What is required: According to the abstract below, which two molecules does the engineered bispecific T-cell engager bind?

Excerpt provided:
= = =
An Oncolytic Virus Expressing a T-cell Engager Simultaneously Targets Cancer and Immunosuppressive Stromal Cells

Effective immunotherapy of stromal-rich tumors requires simultaneous targeting of cancer cells and immunosuppressive elements of the microenvironment. Here, we modified the oncolytic group B adenovirus enadenotucirev to express a stroma-targeted bispecific T-cell engager (BiTE). This BiTE bound fibroblast activation protein on cancer-associated fibroblasts (CAF) and CD3ε on T cells, leading to potent T-cell activation and fibroblast death. Treatment of fresh clinical biopsies, including malignant ascites and solid prostate cancer tissue, with FAP-BiTE–encoding virus induced activation of tumor-infiltrating PD1+ T cells to kill CAFs. In ascites, this led to depletion of CAF-associated immunosuppressive factors, upregulation of proinflammatory cytokines, and increased gene expression of markers of antigen presentation, T-cell function, and trafficking. M2-like ascites macrophages exhibited a proinflammatory repolarization, indicating spectrum-wide alteration of the tumor microenvironment. With this approach, we have actively killed both cancer cells and tumor fibroblasts, reversing CAF-mediated immunosuppression and yielding a potent single-agent therapeutic that is ready for clinical assessment.

Significance: An engineered oncolytic adenovirus that encodes a bispecific antibody combines direct virolysis with endogenous T-cell activation to attack stromal fibroblasts, providing a multimodal treatment strategy within a single therapeutic agent.
= = =
Extracted entries:
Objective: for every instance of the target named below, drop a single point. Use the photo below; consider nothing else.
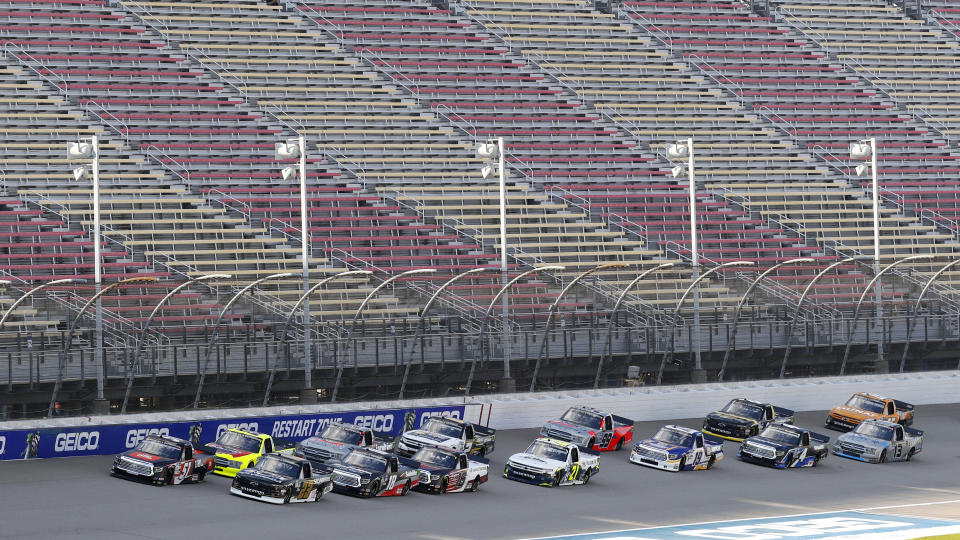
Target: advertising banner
(114, 439)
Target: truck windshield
(747, 410)
(675, 437)
(278, 466)
(582, 418)
(866, 404)
(781, 435)
(547, 451)
(871, 429)
(158, 448)
(438, 458)
(366, 461)
(342, 435)
(436, 425)
(239, 441)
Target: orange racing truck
(863, 406)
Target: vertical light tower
(492, 152)
(681, 153)
(293, 149)
(89, 149)
(866, 150)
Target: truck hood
(863, 440)
(560, 425)
(430, 438)
(853, 412)
(536, 462)
(263, 477)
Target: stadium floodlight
(423, 314)
(553, 310)
(732, 340)
(135, 361)
(216, 327)
(296, 148)
(671, 351)
(879, 301)
(608, 346)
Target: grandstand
(188, 99)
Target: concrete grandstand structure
(188, 99)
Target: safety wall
(696, 400)
(62, 437)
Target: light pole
(866, 150)
(292, 149)
(286, 323)
(856, 310)
(681, 152)
(69, 337)
(423, 314)
(553, 310)
(607, 351)
(493, 152)
(732, 340)
(216, 328)
(89, 149)
(135, 362)
(916, 308)
(486, 317)
(676, 310)
(796, 312)
(356, 315)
= = =
Solution below: Fibroblast activation protein on cancer-associated fibroblasts and CD3ε on T cells.